* [Work required]
From the essay below on photography after Diane Arbus, quote word for word the stretch from "But looking forward?" through "a single picture.".

* [Selected excerpt]
[Start]

In thinking about Diane Arbus, as one does from time to time, I came to a distressing realization: that I couldn’t name a single photographer subsequent to Arbus (and Frank and Winogrand and Friedlander and Eggleston and the other greats of her generation) who ranked on anywhere near the same level, which is to say, who thrilled me near as broadly, deeply or consistently. Looking back from Arbus, one sees Stieglitz, Weston and Evans; Cartier-Bresson and Atget; Fenton, Cameron and Nadar — a long lineage of soul-satisfying luminaries, whose images aren’t likely to ever get boring.

But looking forward? There are many who produce admirable pictures, but none who don’t feel, in some way, partial, like one chapter in a fine collection of essays rather than a volume unto themselves: Cindy Sherman, Jeff Wall, Nan Goldin, Lewis Baltz, Catherine Opie, Andreas Gursky, Thomas Struth — all important artists who do what they do really well but who, for the most part, do only that. None approaches the poetic scale of Arbus’ vision, or the sheer intensity of humanness she manages to encapsulate in a single picture.

Wolfgang Tillmans would not seem an obvious candidate for heir to the Arbus legacy. In fact, his work has virtually nothing in common with hers, either formally or conceptually. With the exception of the occasional celebrity, he photographs humble things: friends, fruit, piles of rumpled clothing. He prints his images in a variety of sizes, rarely doing them the honor of a frame, and puts such emphasis on the interchangeability of both subject and scale that he is commonly (and mistakenly) criticized for a casual approach to the medium. His current retrospective at the UCLA Hammer Museum, however — his first in the U.S., surprisingly — suggests a reason to be hopeful about the state of photography as a discipline. It’s not so much a matter of his being a better or worse photographer than others of his generation (the medium has changed so much in the past three decades that a qualitative hierarchy would be virtually meaningless), but rather that he restores to the enterprise something that was lost back in the ’70s somewhere: a certain holistic heroism of vision.

The distinction is more romantic than intellectual, I’ll admit — and therein lies the problem. Photography obviously didn’t disappear after 1971 (the year of Arbus’ death), but, like art generally, went the way of the intellect, exalting concept over impression, thinking over looking. The romantic ideal of the photographer as pure eye gave way to the photographer as typologist, trickster and theorist. With Ruscha’s “Every Building on the Sunset Strip,” photography became a tool rather than a mode of being, and rarely achieved — or cared to achieve, or even necessarily trusted — the sheer visceral (that is, visual/emotional/psychological) impact that previous generations strove for. It was not the goal of these works to thrill, exactly, but to dissect, analyze, stimulate and provoke. At best, the shift can be said to have rejuvenated a medium that had grown stale and repetitive, bringing it in line with the concerns of the wider art world. At worst, it shuttered the scope. Even the least conceptual of photographic projects today cling to themes, devices and statements; few brave anything nearly so broad and messy as the City, Nature or the Human Condition.

[End]

* [Stored data]
[Start]

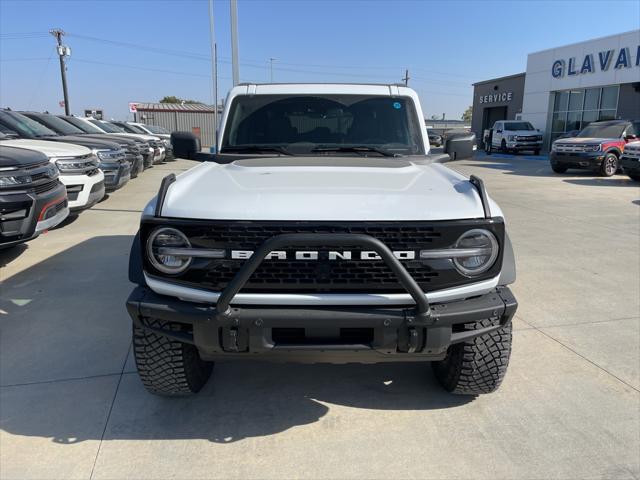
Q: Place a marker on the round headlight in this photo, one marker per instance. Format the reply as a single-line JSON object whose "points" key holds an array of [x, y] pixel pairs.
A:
{"points": [[486, 246], [159, 245]]}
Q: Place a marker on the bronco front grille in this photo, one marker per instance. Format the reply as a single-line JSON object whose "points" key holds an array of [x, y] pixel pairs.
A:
{"points": [[324, 275]]}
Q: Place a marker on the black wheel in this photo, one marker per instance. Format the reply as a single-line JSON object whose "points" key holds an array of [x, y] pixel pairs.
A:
{"points": [[558, 168], [167, 366], [477, 366], [609, 165]]}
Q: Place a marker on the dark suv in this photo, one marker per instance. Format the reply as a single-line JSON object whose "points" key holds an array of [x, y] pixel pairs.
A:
{"points": [[598, 146], [32, 199]]}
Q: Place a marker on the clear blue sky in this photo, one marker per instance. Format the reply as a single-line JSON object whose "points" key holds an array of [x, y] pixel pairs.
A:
{"points": [[446, 45]]}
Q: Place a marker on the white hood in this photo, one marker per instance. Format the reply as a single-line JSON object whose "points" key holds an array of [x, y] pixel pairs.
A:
{"points": [[50, 149], [323, 189]]}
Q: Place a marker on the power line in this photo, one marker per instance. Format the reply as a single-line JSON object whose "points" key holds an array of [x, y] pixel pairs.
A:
{"points": [[254, 63], [136, 67], [32, 59]]}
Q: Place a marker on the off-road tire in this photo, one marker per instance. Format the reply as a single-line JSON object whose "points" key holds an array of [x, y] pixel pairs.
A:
{"points": [[558, 168], [634, 176], [167, 366], [609, 165], [477, 366]]}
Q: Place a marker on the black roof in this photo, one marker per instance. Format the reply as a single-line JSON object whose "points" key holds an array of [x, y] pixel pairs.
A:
{"points": [[20, 157], [611, 122]]}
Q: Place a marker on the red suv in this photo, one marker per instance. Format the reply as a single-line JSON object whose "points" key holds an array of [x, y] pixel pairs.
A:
{"points": [[598, 146]]}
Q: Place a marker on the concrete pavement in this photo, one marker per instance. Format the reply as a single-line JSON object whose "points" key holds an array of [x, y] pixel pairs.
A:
{"points": [[71, 405]]}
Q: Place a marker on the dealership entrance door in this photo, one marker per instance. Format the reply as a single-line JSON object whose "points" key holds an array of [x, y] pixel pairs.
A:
{"points": [[493, 115]]}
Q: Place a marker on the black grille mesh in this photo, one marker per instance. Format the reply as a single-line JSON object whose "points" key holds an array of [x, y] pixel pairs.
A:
{"points": [[324, 275]]}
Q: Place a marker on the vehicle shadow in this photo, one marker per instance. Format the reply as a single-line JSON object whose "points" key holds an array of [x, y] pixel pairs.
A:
{"points": [[618, 180], [81, 332], [8, 255]]}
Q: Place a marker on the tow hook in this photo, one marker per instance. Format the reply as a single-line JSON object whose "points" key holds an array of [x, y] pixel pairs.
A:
{"points": [[233, 340], [414, 340]]}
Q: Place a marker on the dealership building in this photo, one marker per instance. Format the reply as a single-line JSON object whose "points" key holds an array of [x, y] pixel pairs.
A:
{"points": [[566, 88]]}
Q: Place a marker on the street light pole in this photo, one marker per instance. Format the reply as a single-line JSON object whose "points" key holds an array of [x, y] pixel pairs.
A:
{"points": [[62, 53], [271, 60], [214, 74], [234, 42]]}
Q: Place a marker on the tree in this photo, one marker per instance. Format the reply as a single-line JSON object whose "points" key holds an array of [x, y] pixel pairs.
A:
{"points": [[466, 116], [174, 99]]}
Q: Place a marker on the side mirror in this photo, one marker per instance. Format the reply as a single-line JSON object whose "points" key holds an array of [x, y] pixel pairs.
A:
{"points": [[185, 145], [460, 146]]}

[End]

* [Exercise response]
But looking forward? There are many who produce admirable pictures, but none who don’t feel, in some way, partial, like one chapter in a fine collection of essays rather than a volume unto themselves: Cindy Sherman, Jeff Wall, Nan Goldin, Lewis Baltz, Catherine Opie, Andreas Gursky, Thomas Struth — all important artists who do what they do really well but who, for the most part, do only that. None approaches the poetic scale of Arbus’ vision, or the sheer intensity of humanness she manages to encapsulate in a single picture.